• [YOUR GOAL]:
Retype the rows below character for character, starting at the very beginning and going on through the line with "M 187 223 L", both ends included. Leave out any pictures.

[Dataset excerpt]
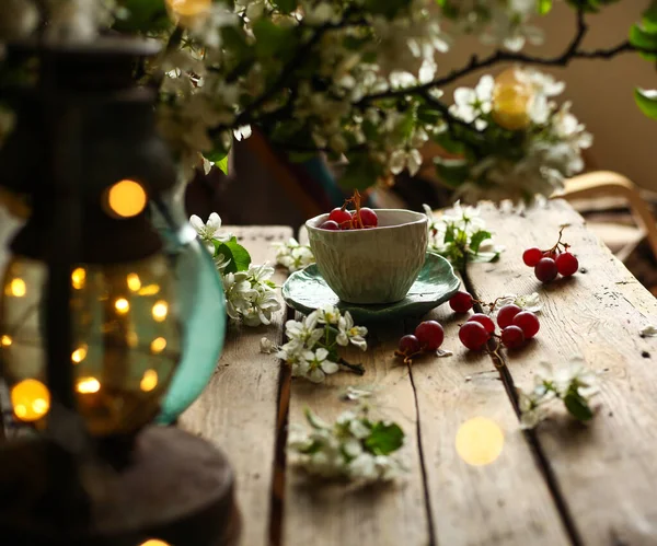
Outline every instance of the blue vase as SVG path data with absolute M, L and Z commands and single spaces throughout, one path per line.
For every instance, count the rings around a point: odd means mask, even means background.
M 187 223 L 182 204 L 174 194 L 168 204 L 169 220 L 154 219 L 172 260 L 182 328 L 181 362 L 157 418 L 162 425 L 175 421 L 207 386 L 223 348 L 228 321 L 223 283 Z

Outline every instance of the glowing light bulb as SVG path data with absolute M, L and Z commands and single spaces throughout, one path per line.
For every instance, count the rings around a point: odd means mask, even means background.
M 76 388 L 80 394 L 97 393 L 101 390 L 101 382 L 95 377 L 81 377 Z
M 12 279 L 9 283 L 9 295 L 14 295 L 16 298 L 23 298 L 27 293 L 27 287 L 25 286 L 25 281 L 20 278 Z
M 160 287 L 158 284 L 148 284 L 143 287 L 139 292 L 139 295 L 155 295 L 160 292 Z
M 130 304 L 125 298 L 119 298 L 114 302 L 114 309 L 116 309 L 117 313 L 125 315 L 128 311 L 130 311 Z
M 84 288 L 84 281 L 87 280 L 87 271 L 82 267 L 73 269 L 71 274 L 71 284 L 76 290 Z
M 457 453 L 472 466 L 494 463 L 504 446 L 504 432 L 494 420 L 486 417 L 469 419 L 459 427 Z
M 127 277 L 128 288 L 132 292 L 137 292 L 141 288 L 141 279 L 137 274 L 130 274 Z
M 147 196 L 141 184 L 120 181 L 107 191 L 110 212 L 120 218 L 136 217 L 146 208 Z
M 169 304 L 164 300 L 160 300 L 155 302 L 152 309 L 153 318 L 155 322 L 161 323 L 166 318 L 166 314 L 169 313 Z
M 166 348 L 166 339 L 158 337 L 151 341 L 151 352 L 158 355 Z
M 166 0 L 169 8 L 177 15 L 194 16 L 208 12 L 211 0 Z
M 36 421 L 50 409 L 50 392 L 37 380 L 23 380 L 11 390 L 14 414 L 22 421 Z
M 85 345 L 81 345 L 71 353 L 71 360 L 73 363 L 79 364 L 87 358 L 88 347 Z
M 158 386 L 158 372 L 155 370 L 146 370 L 143 372 L 143 377 L 141 377 L 141 382 L 139 383 L 139 387 L 148 393 Z
M 493 90 L 493 119 L 505 129 L 526 128 L 530 124 L 528 111 L 533 94 L 531 83 L 517 69 L 499 73 Z

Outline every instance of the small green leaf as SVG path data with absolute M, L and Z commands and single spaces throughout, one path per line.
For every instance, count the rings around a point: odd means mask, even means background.
M 215 166 L 219 169 L 223 174 L 228 175 L 228 155 L 220 159 L 219 161 L 215 161 Z
M 552 10 L 552 0 L 539 0 L 539 15 L 546 15 Z
M 634 90 L 634 101 L 646 116 L 657 119 L 657 90 L 636 88 Z
M 388 455 L 399 450 L 404 444 L 404 431 L 396 423 L 385 425 L 383 421 L 374 423 L 365 446 L 374 455 Z
M 491 232 L 485 230 L 479 230 L 473 233 L 472 239 L 470 240 L 470 249 L 476 254 L 479 252 L 479 247 L 482 245 L 484 241 L 491 239 L 493 235 Z
M 272 3 L 283 13 L 291 13 L 297 9 L 297 0 L 272 0 Z
M 564 397 L 566 409 L 575 419 L 588 421 L 593 418 L 593 413 L 589 407 L 586 398 L 583 398 L 576 390 L 572 388 Z

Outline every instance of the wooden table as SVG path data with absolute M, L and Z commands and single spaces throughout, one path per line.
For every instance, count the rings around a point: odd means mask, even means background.
M 182 416 L 187 430 L 224 450 L 238 476 L 244 518 L 242 544 L 320 545 L 657 545 L 657 301 L 585 228 L 563 201 L 526 213 L 484 207 L 506 252 L 497 264 L 473 264 L 464 279 L 476 298 L 541 294 L 541 332 L 495 369 L 485 353 L 458 341 L 463 316 L 442 305 L 431 318 L 446 328 L 450 358 L 408 368 L 393 357 L 417 321 L 370 330 L 369 349 L 354 351 L 367 373 L 341 372 L 321 385 L 290 381 L 263 336 L 279 342 L 290 310 L 269 327 L 233 327 L 203 396 Z M 570 280 L 539 283 L 521 260 L 525 248 L 554 243 L 562 223 L 579 256 Z M 287 228 L 232 229 L 254 260 L 274 260 L 270 243 Z M 278 281 L 285 279 L 278 275 Z M 600 372 L 599 415 L 589 426 L 567 418 L 523 432 L 510 393 L 529 386 L 540 361 L 583 356 Z M 406 431 L 410 468 L 396 484 L 354 489 L 309 481 L 286 464 L 286 433 L 304 426 L 310 407 L 330 419 L 346 409 L 348 385 L 373 390 L 385 417 Z M 494 462 L 471 465 L 454 448 L 460 427 L 477 416 L 504 432 Z

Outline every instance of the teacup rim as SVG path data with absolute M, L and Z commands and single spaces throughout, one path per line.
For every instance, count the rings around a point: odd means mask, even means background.
M 323 221 L 325 221 L 326 218 L 328 218 L 330 212 L 322 212 L 321 214 L 318 214 L 313 218 L 310 218 L 308 220 L 306 220 L 306 228 L 308 230 L 315 230 L 315 231 L 320 231 L 322 233 L 371 233 L 373 231 L 383 231 L 383 230 L 394 230 L 394 229 L 399 229 L 399 228 L 404 228 L 406 225 L 414 225 L 414 224 L 419 224 L 419 223 L 427 223 L 428 222 L 428 217 L 424 213 L 424 212 L 417 212 L 416 210 L 410 210 L 410 209 L 372 209 L 374 212 L 408 212 L 411 214 L 414 214 L 416 217 L 415 220 L 411 220 L 408 222 L 404 222 L 404 223 L 399 223 L 395 225 L 378 225 L 377 228 L 368 228 L 366 230 L 336 230 L 336 231 L 331 231 L 331 230 L 322 230 L 320 229 L 319 225 L 316 225 L 316 223 L 320 222 L 320 219 L 323 218 Z

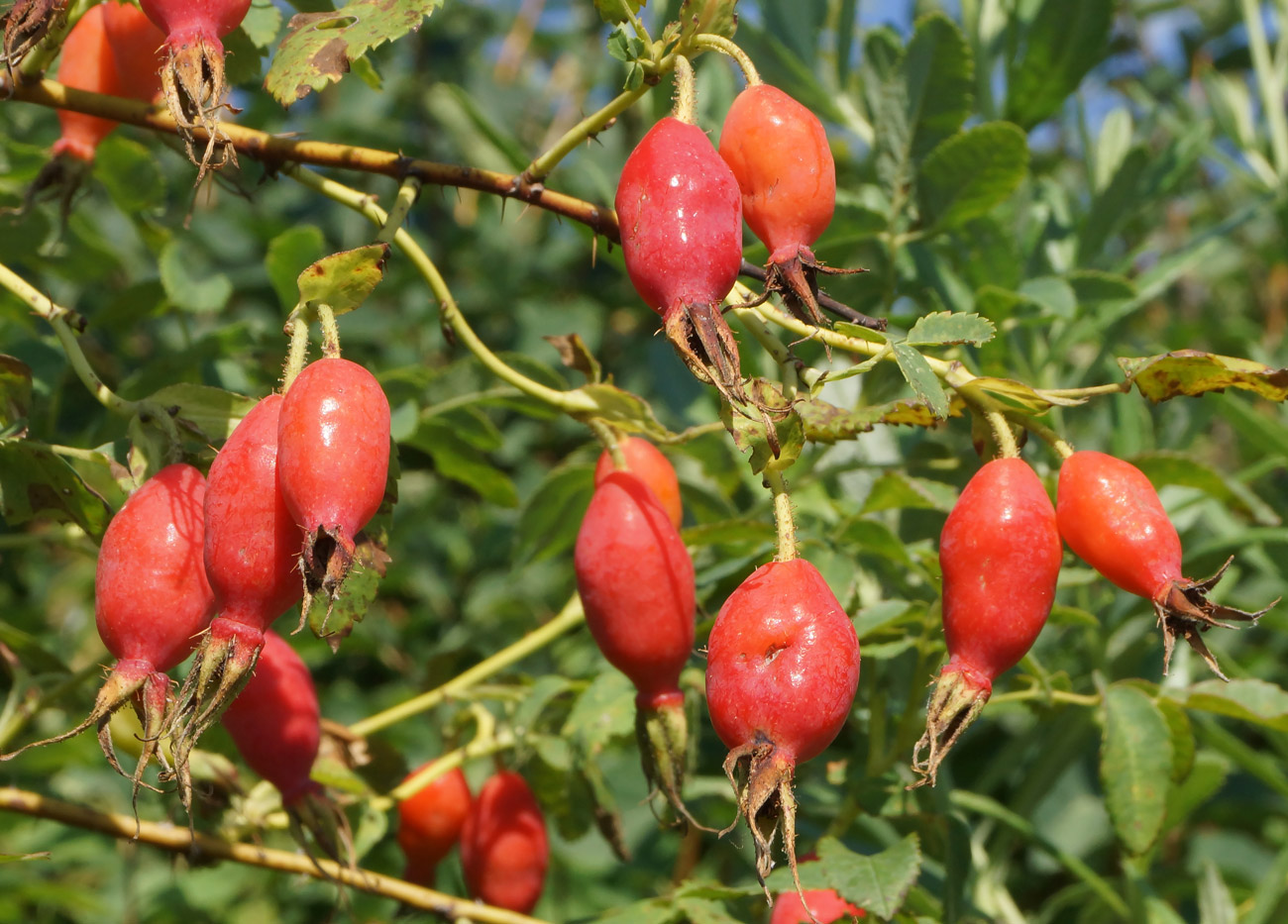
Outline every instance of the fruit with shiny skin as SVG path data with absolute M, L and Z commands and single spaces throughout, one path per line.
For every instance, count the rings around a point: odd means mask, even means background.
M 810 250 L 836 208 L 836 163 L 823 124 L 777 86 L 752 84 L 734 98 L 720 156 L 738 178 L 742 214 L 769 247 L 765 287 L 797 317 L 822 324 Z
M 1234 560 L 1202 580 L 1181 573 L 1181 538 L 1172 525 L 1154 485 L 1136 466 L 1105 453 L 1075 452 L 1060 466 L 1056 492 L 1056 521 L 1060 535 L 1074 555 L 1128 593 L 1154 605 L 1163 629 L 1163 676 L 1172 658 L 1176 637 L 1184 638 L 1225 678 L 1202 633 L 1213 625 L 1253 623 L 1270 606 L 1255 613 L 1213 604 L 1209 591 Z
M 679 817 L 693 821 L 680 797 L 688 763 L 680 672 L 693 652 L 693 560 L 634 472 L 613 468 L 599 479 L 577 531 L 573 571 L 591 637 L 638 691 L 644 776 Z
M 205 504 L 206 575 L 219 615 L 184 679 L 171 731 L 175 773 L 188 804 L 188 755 L 250 678 L 264 631 L 300 598 L 300 533 L 277 484 L 282 396 L 261 399 L 210 466 Z
M 162 91 L 188 158 L 200 167 L 200 181 L 216 153 L 219 160 L 214 166 L 225 160 L 237 162 L 219 127 L 228 95 L 220 39 L 241 24 L 250 0 L 139 0 L 139 6 L 165 32 L 167 62 L 161 71 Z M 200 160 L 193 148 L 196 129 L 207 135 Z
M 493 775 L 465 816 L 461 866 L 470 896 L 528 914 L 545 888 L 550 845 L 532 790 L 513 771 Z
M 761 565 L 720 607 L 707 641 L 707 709 L 729 748 L 725 775 L 751 829 L 761 884 L 779 825 L 796 876 L 795 767 L 837 736 L 858 683 L 854 625 L 804 559 Z M 800 892 L 799 878 L 796 885 Z
M 104 5 L 90 6 L 63 41 L 58 64 L 58 81 L 77 90 L 121 95 L 121 79 L 107 40 Z M 94 152 L 117 122 L 99 116 L 89 116 L 71 109 L 58 111 L 63 134 L 54 142 L 54 154 L 68 154 L 85 163 L 94 160 Z
M 247 766 L 277 786 L 283 806 L 321 790 L 309 779 L 322 739 L 308 667 L 276 632 L 264 633 L 255 672 L 220 717 Z
M 635 291 L 689 369 L 744 404 L 738 344 L 719 308 L 742 268 L 742 194 L 729 166 L 702 129 L 666 116 L 626 158 L 616 207 Z
M 684 507 L 680 502 L 680 480 L 675 476 L 675 468 L 670 459 L 643 436 L 626 436 L 618 445 L 626 458 L 626 470 L 653 492 L 658 503 L 662 504 L 662 510 L 679 529 L 684 521 Z M 598 488 L 614 470 L 612 453 L 605 449 L 595 463 L 595 486 Z
M 433 761 L 417 767 L 407 780 L 431 766 Z M 407 858 L 403 879 L 433 887 L 434 869 L 461 839 L 473 802 L 465 773 L 453 767 L 398 803 L 398 845 Z
M 144 730 L 138 764 L 129 775 L 135 794 L 156 755 L 169 707 L 171 685 L 165 672 L 192 652 L 214 613 L 215 597 L 202 564 L 205 495 L 206 479 L 200 471 L 170 465 L 112 517 L 94 573 L 94 620 L 117 661 L 89 717 L 49 739 L 61 741 L 98 725 L 103 754 L 126 775 L 112 748 L 108 721 L 133 703 Z
M 165 35 L 142 9 L 117 0 L 103 4 L 103 26 L 122 95 L 151 103 L 161 93 Z
M 939 538 L 949 659 L 913 750 L 913 770 L 921 773 L 914 785 L 934 785 L 940 762 L 988 701 L 993 679 L 1037 641 L 1055 601 L 1060 559 L 1055 508 L 1033 468 L 1020 458 L 998 458 L 975 472 Z
M 573 548 L 586 624 L 641 698 L 679 688 L 693 651 L 693 560 L 657 497 L 634 474 L 609 472 Z
M 836 163 L 818 116 L 777 86 L 751 85 L 725 115 L 720 157 L 738 179 L 743 217 L 770 261 L 809 252 L 836 208 Z
M 357 363 L 318 359 L 286 391 L 277 447 L 282 498 L 303 530 L 308 611 L 317 591 L 336 597 L 353 566 L 354 537 L 384 499 L 389 399 Z

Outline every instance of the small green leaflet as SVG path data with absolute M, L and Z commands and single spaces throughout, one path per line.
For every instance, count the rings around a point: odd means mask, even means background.
M 335 315 L 354 310 L 385 278 L 389 245 L 372 243 L 325 256 L 300 273 L 300 302 L 290 320 L 314 317 L 318 305 L 327 305 Z
M 917 319 L 904 342 L 909 346 L 948 346 L 987 344 L 997 333 L 993 322 L 978 314 L 931 311 Z
M 334 13 L 296 13 L 277 46 L 264 89 L 282 106 L 321 90 L 349 63 L 386 41 L 420 28 L 443 0 L 350 0 Z

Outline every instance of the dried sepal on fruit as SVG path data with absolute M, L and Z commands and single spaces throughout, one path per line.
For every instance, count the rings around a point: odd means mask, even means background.
M 720 131 L 720 157 L 742 192 L 742 214 L 769 248 L 765 292 L 781 292 L 802 320 L 822 324 L 811 246 L 836 208 L 836 163 L 823 124 L 805 106 L 769 84 L 739 93 Z
M 993 681 L 1033 647 L 1060 574 L 1055 510 L 1020 458 L 984 465 L 966 484 L 939 537 L 948 664 L 926 708 L 912 767 L 934 785 L 939 764 L 979 717 Z
M 1181 538 L 1158 492 L 1140 468 L 1105 453 L 1073 453 L 1060 466 L 1056 492 L 1060 535 L 1074 555 L 1128 593 L 1154 605 L 1163 631 L 1163 676 L 1177 636 L 1221 679 L 1216 658 L 1203 641 L 1213 625 L 1256 625 L 1279 602 L 1252 613 L 1213 604 L 1207 595 L 1234 561 L 1231 556 L 1211 578 L 1193 580 L 1181 573 Z
M 300 598 L 300 533 L 277 484 L 281 411 L 281 395 L 261 399 L 210 466 L 205 562 L 219 615 L 193 658 L 170 723 L 184 806 L 192 800 L 192 749 L 250 679 L 264 631 Z
M 349 821 L 309 776 L 322 740 L 321 717 L 308 665 L 285 638 L 265 632 L 255 672 L 220 722 L 242 759 L 281 793 L 300 845 L 310 849 L 308 831 L 328 857 L 353 865 Z
M 657 495 L 634 472 L 612 470 L 599 480 L 577 531 L 573 570 L 595 643 L 638 691 L 644 775 L 679 818 L 697 825 L 680 795 L 688 719 L 679 685 L 693 652 L 693 560 Z
M 335 604 L 357 535 L 380 510 L 389 477 L 389 399 L 367 369 L 340 356 L 304 367 L 282 400 L 277 480 L 303 530 L 304 605 Z
M 146 785 L 148 763 L 157 758 L 165 766 L 158 749 L 171 692 L 165 672 L 192 652 L 214 613 L 215 597 L 202 564 L 205 495 L 200 471 L 171 465 L 148 479 L 112 517 L 94 573 L 94 619 L 117 661 L 89 717 L 63 735 L 36 743 L 63 741 L 97 725 L 103 754 L 133 780 L 135 798 Z M 143 725 L 143 749 L 133 773 L 121 768 L 108 725 L 126 704 Z
M 241 24 L 250 0 L 139 0 L 139 5 L 166 35 L 169 60 L 161 71 L 166 107 L 179 126 L 188 158 L 198 166 L 200 183 L 211 167 L 237 163 L 237 153 L 219 127 L 220 112 L 232 108 L 220 39 Z M 198 130 L 206 135 L 200 158 L 193 147 Z
M 738 817 L 724 833 L 747 820 L 761 884 L 781 829 L 804 892 L 792 777 L 840 734 L 858 683 L 854 625 L 804 559 L 761 565 L 720 607 L 707 642 L 707 708 L 729 748 L 724 770 L 738 798 Z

• [CORRECT RESPONSE]:
Outline every instance of the blue vase as SVG path data with absolute M, L and Z commands and single spaces throughout, one path per line.
For every instance, count the rings around a point: odd means mask, even means background.
M 187 223 L 182 204 L 174 194 L 168 204 L 169 220 L 154 219 L 172 260 L 182 328 L 181 362 L 157 418 L 162 425 L 175 421 L 207 386 L 223 348 L 228 321 L 223 283 Z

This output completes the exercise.